Task goal: From the entries below, reproduce exactly the line containing "Target: yellow food wrapper", the line containing "Place one marker on each instance of the white plastic", and every line in between, with nothing added.

Supplied data:
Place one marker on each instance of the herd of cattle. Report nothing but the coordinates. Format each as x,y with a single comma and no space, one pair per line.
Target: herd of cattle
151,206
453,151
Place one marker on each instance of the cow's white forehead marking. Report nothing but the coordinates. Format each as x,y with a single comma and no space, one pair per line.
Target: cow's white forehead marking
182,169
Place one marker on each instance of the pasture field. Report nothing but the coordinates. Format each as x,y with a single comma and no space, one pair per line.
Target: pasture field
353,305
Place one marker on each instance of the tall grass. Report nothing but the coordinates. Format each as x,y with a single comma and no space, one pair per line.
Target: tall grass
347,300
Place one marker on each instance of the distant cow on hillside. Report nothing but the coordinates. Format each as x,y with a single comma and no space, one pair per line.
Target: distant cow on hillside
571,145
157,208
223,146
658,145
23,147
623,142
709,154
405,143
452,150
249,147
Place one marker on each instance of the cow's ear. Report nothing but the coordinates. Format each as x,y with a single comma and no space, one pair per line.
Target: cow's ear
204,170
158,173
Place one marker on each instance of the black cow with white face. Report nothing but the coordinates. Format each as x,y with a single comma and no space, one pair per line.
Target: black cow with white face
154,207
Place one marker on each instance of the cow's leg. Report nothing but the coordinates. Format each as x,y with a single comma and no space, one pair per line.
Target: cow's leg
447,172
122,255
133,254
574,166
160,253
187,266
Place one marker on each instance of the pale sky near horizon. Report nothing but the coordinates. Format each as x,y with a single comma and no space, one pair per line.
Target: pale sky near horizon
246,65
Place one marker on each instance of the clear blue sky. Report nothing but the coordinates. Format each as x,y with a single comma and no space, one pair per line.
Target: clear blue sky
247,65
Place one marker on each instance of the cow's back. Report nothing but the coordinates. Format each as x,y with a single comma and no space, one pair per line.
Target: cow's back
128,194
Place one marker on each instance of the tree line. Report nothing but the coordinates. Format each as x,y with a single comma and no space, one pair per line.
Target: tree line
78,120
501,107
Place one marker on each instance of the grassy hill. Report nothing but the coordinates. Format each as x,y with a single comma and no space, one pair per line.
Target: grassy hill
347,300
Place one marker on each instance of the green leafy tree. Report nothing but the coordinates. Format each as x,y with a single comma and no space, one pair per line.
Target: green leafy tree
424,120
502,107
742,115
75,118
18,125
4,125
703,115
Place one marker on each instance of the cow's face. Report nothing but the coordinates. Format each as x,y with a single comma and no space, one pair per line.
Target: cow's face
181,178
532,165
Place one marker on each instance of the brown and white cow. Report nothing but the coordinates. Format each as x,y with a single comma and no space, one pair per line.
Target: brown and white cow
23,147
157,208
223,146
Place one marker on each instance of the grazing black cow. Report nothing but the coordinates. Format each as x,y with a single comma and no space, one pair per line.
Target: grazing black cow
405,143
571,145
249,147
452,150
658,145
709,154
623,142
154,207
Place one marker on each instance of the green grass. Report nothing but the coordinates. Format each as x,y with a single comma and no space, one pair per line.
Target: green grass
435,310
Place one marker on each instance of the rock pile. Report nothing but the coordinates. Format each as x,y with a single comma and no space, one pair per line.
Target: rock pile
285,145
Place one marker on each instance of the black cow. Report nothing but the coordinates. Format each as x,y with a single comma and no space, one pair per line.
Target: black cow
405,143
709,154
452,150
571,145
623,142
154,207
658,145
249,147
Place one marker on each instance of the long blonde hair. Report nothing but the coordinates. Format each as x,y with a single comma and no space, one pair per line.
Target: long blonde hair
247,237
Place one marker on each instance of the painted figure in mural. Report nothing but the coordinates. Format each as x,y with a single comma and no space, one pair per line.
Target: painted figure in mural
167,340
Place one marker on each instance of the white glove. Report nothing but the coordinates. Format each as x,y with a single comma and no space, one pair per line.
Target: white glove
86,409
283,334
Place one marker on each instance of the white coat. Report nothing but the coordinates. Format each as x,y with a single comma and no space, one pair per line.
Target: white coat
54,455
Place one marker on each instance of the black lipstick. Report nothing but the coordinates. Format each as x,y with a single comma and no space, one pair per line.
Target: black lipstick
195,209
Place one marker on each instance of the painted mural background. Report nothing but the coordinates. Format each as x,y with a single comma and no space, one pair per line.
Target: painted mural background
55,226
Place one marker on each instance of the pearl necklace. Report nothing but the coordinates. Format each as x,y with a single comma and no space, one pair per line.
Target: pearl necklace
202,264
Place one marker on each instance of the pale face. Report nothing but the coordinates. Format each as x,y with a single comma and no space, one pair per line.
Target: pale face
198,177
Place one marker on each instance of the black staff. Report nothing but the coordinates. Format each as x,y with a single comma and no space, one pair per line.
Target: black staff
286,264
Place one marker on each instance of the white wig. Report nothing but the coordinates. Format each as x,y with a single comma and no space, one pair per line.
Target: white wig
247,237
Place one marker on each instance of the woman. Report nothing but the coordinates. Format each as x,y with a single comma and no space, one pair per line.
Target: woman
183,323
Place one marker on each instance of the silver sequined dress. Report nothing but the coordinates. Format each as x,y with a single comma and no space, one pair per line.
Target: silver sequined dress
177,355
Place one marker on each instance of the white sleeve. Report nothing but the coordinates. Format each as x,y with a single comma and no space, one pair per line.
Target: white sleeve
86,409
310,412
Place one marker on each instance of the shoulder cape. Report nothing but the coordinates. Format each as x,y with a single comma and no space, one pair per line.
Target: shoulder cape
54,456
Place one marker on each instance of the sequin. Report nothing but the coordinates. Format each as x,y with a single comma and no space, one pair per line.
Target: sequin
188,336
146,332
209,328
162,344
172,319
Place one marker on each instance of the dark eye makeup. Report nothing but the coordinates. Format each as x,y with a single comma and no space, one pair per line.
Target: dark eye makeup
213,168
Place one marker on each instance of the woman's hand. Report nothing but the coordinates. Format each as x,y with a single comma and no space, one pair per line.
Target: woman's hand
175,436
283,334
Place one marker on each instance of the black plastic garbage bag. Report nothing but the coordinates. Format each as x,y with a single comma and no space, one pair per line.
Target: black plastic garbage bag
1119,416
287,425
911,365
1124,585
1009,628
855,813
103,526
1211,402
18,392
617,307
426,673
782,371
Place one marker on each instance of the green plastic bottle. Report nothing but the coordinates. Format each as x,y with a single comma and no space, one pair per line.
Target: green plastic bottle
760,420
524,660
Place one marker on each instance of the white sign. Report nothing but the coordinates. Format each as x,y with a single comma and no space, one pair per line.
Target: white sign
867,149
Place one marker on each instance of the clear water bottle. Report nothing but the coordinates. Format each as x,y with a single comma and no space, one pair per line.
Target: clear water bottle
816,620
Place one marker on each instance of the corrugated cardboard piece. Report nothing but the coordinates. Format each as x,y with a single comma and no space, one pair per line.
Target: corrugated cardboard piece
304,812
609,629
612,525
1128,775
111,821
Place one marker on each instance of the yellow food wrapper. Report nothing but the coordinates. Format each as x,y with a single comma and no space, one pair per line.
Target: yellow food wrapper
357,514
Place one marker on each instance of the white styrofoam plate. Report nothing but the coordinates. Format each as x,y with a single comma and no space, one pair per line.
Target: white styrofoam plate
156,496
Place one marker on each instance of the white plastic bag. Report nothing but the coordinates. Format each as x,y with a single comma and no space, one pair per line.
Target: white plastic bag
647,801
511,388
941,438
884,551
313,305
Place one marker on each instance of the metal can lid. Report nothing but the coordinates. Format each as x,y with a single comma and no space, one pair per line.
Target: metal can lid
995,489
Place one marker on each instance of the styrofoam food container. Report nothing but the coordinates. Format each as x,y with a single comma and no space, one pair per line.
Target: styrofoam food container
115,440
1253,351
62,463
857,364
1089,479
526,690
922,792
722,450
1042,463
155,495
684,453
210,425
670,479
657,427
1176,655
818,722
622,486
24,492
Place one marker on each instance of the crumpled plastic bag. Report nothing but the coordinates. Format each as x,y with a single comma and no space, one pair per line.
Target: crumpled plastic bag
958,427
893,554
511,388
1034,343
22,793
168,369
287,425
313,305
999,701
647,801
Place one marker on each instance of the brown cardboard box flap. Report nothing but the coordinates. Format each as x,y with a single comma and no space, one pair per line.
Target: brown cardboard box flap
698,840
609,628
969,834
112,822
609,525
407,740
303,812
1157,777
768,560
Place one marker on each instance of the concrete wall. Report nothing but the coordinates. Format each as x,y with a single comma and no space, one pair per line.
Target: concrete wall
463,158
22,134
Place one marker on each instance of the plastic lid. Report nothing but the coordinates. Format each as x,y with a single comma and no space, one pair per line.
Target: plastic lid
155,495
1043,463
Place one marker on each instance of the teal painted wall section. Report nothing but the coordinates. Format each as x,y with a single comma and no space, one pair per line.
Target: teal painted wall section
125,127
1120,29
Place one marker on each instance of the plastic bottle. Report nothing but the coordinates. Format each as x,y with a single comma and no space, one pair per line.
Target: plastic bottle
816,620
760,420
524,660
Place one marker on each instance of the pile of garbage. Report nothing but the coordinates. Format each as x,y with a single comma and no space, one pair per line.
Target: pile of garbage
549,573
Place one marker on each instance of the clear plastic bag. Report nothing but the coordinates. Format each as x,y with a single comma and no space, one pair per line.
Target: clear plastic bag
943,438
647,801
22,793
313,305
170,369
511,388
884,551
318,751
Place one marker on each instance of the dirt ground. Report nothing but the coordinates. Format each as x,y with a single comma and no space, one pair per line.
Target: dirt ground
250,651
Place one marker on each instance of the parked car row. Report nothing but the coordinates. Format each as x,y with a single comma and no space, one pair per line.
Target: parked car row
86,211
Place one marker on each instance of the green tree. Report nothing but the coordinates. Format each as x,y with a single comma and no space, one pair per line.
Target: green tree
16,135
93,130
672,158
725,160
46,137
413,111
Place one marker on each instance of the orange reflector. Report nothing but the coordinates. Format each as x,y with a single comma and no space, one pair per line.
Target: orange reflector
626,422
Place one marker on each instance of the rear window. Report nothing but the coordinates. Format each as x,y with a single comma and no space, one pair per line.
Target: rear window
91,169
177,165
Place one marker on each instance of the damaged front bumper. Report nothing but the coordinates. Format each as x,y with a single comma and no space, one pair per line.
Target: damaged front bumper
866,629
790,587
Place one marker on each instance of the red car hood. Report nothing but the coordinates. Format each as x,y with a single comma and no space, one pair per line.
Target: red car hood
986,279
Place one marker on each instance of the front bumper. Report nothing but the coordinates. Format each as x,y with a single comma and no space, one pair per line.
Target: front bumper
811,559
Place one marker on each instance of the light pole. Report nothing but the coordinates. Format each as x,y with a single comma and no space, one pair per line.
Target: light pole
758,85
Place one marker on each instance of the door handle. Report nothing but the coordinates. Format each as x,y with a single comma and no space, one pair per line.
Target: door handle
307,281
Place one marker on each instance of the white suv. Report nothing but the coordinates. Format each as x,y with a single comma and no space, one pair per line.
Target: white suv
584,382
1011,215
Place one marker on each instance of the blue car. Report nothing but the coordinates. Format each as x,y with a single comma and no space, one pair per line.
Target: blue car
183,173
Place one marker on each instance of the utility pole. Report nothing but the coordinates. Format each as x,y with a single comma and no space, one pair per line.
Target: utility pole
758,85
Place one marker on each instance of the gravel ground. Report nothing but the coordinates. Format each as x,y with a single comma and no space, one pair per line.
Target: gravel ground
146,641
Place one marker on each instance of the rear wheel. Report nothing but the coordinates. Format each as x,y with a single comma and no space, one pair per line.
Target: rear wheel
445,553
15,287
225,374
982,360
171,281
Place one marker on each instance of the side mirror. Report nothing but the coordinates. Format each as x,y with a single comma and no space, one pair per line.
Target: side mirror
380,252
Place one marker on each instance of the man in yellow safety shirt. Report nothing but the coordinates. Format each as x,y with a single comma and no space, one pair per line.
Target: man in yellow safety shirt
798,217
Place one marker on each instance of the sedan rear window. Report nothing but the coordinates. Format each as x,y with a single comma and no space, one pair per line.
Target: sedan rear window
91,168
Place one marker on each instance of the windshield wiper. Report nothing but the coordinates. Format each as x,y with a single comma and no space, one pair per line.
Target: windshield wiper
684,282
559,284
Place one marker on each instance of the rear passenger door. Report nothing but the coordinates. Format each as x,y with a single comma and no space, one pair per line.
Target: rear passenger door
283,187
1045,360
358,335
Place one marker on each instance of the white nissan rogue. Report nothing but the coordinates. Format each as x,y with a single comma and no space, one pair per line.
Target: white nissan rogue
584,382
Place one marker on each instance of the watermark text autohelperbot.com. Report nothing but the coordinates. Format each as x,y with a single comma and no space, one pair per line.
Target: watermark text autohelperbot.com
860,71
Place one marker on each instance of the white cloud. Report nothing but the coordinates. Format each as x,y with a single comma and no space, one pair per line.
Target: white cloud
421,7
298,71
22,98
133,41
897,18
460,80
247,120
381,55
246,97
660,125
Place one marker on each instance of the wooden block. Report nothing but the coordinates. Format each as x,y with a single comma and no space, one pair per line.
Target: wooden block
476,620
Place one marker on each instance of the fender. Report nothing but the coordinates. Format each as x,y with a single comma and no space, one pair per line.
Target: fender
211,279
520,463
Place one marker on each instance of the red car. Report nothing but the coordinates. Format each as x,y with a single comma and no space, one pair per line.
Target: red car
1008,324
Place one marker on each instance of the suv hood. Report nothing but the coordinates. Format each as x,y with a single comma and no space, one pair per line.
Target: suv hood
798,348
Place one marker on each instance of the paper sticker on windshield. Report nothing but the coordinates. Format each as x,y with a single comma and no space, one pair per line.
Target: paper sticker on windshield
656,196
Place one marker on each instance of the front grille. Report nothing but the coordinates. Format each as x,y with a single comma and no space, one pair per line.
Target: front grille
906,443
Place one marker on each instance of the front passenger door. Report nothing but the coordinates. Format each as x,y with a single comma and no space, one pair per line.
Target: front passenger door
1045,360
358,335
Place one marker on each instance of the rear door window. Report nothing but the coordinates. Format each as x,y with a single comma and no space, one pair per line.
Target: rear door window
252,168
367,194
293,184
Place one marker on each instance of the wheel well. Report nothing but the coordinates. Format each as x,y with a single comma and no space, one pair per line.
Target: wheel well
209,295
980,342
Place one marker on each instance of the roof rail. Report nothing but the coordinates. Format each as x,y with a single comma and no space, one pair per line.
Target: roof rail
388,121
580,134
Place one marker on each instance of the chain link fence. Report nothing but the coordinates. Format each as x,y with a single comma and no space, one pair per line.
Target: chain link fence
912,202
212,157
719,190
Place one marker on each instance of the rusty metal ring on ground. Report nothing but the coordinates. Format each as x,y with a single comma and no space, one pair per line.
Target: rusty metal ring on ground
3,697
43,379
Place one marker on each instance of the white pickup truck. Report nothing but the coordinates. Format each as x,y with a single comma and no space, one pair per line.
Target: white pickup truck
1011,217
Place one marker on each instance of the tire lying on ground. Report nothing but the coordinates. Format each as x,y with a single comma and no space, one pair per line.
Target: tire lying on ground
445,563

Answer for the task:
Target: yellow food wrapper
357,514
Place one marker on each instance of the white styrofoam plate. Report nothing but the coordinates. Format each as x,y with a single comma and no space, one pair per line.
Target: white styrofoam plate
156,496
Place one marker on each instance of the white plastic bag. Report nothing but the coordinates. Format each as x,y with a single comma and no space, one pair per line.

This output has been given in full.